* **Task to complete**
Write out every record below exactly as it stands, leaving the pictures out.

* **The data**

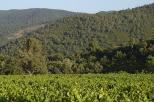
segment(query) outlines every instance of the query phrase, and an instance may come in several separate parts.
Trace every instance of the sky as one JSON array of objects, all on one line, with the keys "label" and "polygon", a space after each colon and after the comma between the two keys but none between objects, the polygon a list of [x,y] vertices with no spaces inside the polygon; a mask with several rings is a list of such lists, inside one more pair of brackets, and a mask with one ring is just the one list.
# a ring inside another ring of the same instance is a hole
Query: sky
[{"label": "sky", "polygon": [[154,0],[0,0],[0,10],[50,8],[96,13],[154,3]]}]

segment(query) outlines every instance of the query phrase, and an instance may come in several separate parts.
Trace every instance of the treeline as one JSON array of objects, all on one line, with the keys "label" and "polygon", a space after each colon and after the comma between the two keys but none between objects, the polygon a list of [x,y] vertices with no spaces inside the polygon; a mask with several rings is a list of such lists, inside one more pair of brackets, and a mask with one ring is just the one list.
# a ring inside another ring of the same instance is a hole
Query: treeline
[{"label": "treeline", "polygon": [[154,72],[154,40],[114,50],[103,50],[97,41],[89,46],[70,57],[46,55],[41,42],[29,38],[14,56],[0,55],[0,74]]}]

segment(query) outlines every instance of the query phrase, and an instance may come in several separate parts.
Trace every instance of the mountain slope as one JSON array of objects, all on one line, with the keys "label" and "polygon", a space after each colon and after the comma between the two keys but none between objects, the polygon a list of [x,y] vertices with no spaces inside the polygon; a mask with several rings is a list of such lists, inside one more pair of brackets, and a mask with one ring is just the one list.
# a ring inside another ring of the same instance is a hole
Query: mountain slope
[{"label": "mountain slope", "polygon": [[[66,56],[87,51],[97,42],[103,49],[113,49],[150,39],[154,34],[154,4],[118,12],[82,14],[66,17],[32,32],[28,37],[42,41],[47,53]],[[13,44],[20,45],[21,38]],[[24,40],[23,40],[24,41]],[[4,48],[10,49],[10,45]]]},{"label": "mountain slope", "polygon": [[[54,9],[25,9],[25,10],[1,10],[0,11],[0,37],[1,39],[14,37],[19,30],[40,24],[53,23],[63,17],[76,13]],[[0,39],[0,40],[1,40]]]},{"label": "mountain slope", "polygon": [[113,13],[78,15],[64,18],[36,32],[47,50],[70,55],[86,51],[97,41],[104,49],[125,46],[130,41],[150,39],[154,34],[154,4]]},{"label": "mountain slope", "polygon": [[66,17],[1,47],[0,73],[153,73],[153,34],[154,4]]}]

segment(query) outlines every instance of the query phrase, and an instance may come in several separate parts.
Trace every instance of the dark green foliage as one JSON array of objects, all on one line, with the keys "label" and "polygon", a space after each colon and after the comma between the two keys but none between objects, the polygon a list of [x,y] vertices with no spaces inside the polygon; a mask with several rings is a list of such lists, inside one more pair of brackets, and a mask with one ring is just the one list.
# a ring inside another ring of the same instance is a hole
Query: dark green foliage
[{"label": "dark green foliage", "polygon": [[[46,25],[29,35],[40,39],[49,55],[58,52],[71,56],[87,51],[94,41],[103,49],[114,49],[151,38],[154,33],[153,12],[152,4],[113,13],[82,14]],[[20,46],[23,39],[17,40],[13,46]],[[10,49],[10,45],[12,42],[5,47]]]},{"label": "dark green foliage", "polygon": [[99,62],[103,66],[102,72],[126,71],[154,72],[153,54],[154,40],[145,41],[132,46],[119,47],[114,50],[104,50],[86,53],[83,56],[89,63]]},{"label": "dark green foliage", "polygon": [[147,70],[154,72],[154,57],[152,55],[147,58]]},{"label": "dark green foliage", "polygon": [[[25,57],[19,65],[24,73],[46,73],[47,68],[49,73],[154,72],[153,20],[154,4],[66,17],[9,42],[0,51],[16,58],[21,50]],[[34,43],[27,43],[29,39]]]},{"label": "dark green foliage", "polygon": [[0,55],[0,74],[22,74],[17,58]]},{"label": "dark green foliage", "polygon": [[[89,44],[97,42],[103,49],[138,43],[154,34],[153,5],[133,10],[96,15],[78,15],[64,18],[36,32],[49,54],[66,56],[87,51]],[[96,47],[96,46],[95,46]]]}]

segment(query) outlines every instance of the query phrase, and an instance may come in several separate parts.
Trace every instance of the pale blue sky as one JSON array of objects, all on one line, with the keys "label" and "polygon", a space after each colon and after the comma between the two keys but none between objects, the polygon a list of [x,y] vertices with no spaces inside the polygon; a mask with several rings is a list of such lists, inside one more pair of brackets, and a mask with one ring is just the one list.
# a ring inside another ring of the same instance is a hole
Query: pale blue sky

* **Output of the task**
segment(query) outlines every instance of the query phrase, and an instance may come in several separate parts.
Trace every instance of the sky as one JSON array of objects, all on one line, with the keys "label" and "polygon", a space after each colon and after the comma between the two keys but none between objects, the polygon a list of [x,y] vertices with no spaces inside the polygon; a mask with several rings is a list of such lists, inside one more pair of brackets, and a mask with one ring is just the one list.
# a ring inside another ring of the same instance is a hole
Query: sky
[{"label": "sky", "polygon": [[154,0],[0,0],[0,10],[50,8],[96,13],[154,3]]}]

segment(query) outlines every instance of the query phrase, and an instance may come in several separate parts.
Trace every instance of the treeline as one JSON array of objects, all on one line, with the keys "label" and "polygon", a space after each colon and after the comma between the two keys but none between objects, the polygon a list of [x,y] vertices with no spaces inside the polygon; a mask with several rings is a list of such lists, inside one more pair of brackets, and a mask with one ring is just the one list.
# a ring inside another ring of the same instance is a hole
Query: treeline
[{"label": "treeline", "polygon": [[154,72],[154,40],[114,50],[103,50],[97,41],[89,46],[70,57],[46,55],[41,42],[29,38],[14,56],[0,55],[0,74]]}]

segment(query) outlines every instance of the query phrase, and an instance may come in several separate parts.
Trace every instance of the mountain slope as one JSON array of objects, all on one line, with the keys "label" and "polygon", a space after each colon and after the comma between the two keys but none between objects, the polygon a list of [x,y] vertices with no spaces inside the polygon; a mask with several rings is a list of such lists, inside one more pair of brackets, and a mask with one ring is just the one list.
# a ring inside another ring of the same instance is a hole
Query: mountain slope
[{"label": "mountain slope", "polygon": [[[66,56],[87,51],[97,42],[103,49],[113,49],[150,39],[154,34],[154,4],[118,12],[82,14],[66,17],[32,32],[28,37],[42,41],[47,53]],[[13,44],[20,45],[21,38]],[[24,40],[23,40],[24,41]],[[4,48],[10,49],[10,45]]]},{"label": "mountain slope", "polygon": [[[54,9],[25,9],[25,10],[1,10],[0,11],[0,37],[1,39],[14,37],[19,30],[40,24],[53,23],[63,17],[76,13]],[[0,39],[0,40],[1,40]]]},{"label": "mountain slope", "polygon": [[113,13],[78,15],[64,18],[36,32],[47,50],[70,55],[86,51],[97,41],[104,49],[125,46],[130,41],[150,39],[154,34],[154,4]]},{"label": "mountain slope", "polygon": [[66,17],[1,47],[0,73],[153,73],[153,34],[154,4]]}]

segment(query) outlines every instance of the query phrase, and an instance may come in several separate parts.
Trace every instance of the dark green foliage as one JSON array of objects, all on one line, with the keys "label" and "polygon", a space after each colon and after the comma between the two keys but none between objects, the polygon a list of [x,y] vertices with no spaces inside the polygon; a mask with several rings is a list of such lists, inside one more pair of brackets, and a mask with one ring is just the one list.
# a ring inside another ring of the same instance is a hole
Query: dark green foliage
[{"label": "dark green foliage", "polygon": [[[46,25],[29,35],[40,39],[49,55],[58,52],[71,56],[87,51],[94,41],[103,49],[114,49],[151,38],[154,33],[153,12],[152,4],[113,13],[82,14]],[[20,46],[23,39],[17,40],[13,46]],[[10,49],[10,45],[12,42],[5,47]]]},{"label": "dark green foliage", "polygon": [[99,62],[103,66],[102,72],[126,71],[154,72],[153,54],[154,40],[145,41],[132,46],[119,47],[114,50],[104,50],[86,53],[83,56],[89,63]]},{"label": "dark green foliage", "polygon": [[147,70],[154,72],[154,57],[152,55],[147,58]]},{"label": "dark green foliage", "polygon": [[[25,57],[19,65],[24,73],[46,73],[47,68],[49,73],[154,72],[153,20],[154,4],[66,17],[9,42],[0,51],[16,58],[21,50]],[[34,43],[27,43],[29,39]]]},{"label": "dark green foliage", "polygon": [[0,55],[0,74],[22,74],[17,58]]},{"label": "dark green foliage", "polygon": [[[89,44],[97,42],[103,49],[138,43],[154,34],[153,5],[133,10],[96,15],[78,15],[64,18],[36,32],[49,54],[66,56],[87,51]],[[96,47],[96,46],[95,46]]]}]

segment(query) outlines every instance of the query phrase, and an instance may come in several separate parts.
Trace every instance of the pale blue sky as one JSON array of objects, all on one line, with the keys "label" and "polygon", a space after each colon and after the comma between the two keys but none between objects, the polygon a list of [x,y] vertices with no spaces inside the polygon; a mask with several rings is a list of such lists, inside one more pair of brackets, and a mask with one ring is just the one list.
# a ring inside another ring of the same instance is a hole
Query: pale blue sky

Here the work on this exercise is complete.